(Records from a dataset)

▼

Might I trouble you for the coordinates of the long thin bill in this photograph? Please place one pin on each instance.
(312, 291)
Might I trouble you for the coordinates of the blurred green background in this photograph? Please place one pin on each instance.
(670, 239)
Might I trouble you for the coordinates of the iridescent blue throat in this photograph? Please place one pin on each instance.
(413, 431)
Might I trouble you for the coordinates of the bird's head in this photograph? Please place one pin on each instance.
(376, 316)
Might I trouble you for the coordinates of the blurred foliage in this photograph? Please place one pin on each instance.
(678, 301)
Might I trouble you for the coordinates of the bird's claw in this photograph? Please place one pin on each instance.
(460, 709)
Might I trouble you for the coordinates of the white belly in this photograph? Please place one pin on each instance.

▲

Render all of the data above as a numbered list, with any blank lines left out.

* Answer to this task
1. Might I trouble you for the coordinates of the long thin bill in this photograph? Please place one pin on each instance.
2. (312, 291)
3. Might I trouble you for the coordinates of the blurred green background in this photograph? Please place one pin on each instance.
4. (670, 239)
5. Might I trouble you for the coordinates of the iridescent blue throat in this photograph? Please place one pin on each instance.
6. (413, 431)
7. Might I trouble you for the coordinates of the bird's head in this photograph? Please place one pin on each instance.
8. (376, 316)
9. Might I trouble you for the coordinates of the blurred foliage in this photograph? Please place one pin on each instance.
10. (678, 301)
11. Might I trouble you for the coordinates of the bird's claw in this photograph? Please place one pin on each instance.
12. (460, 709)
13. Might I trouble you for the coordinates of the white belly in this photograph? Please place one pin on each instance.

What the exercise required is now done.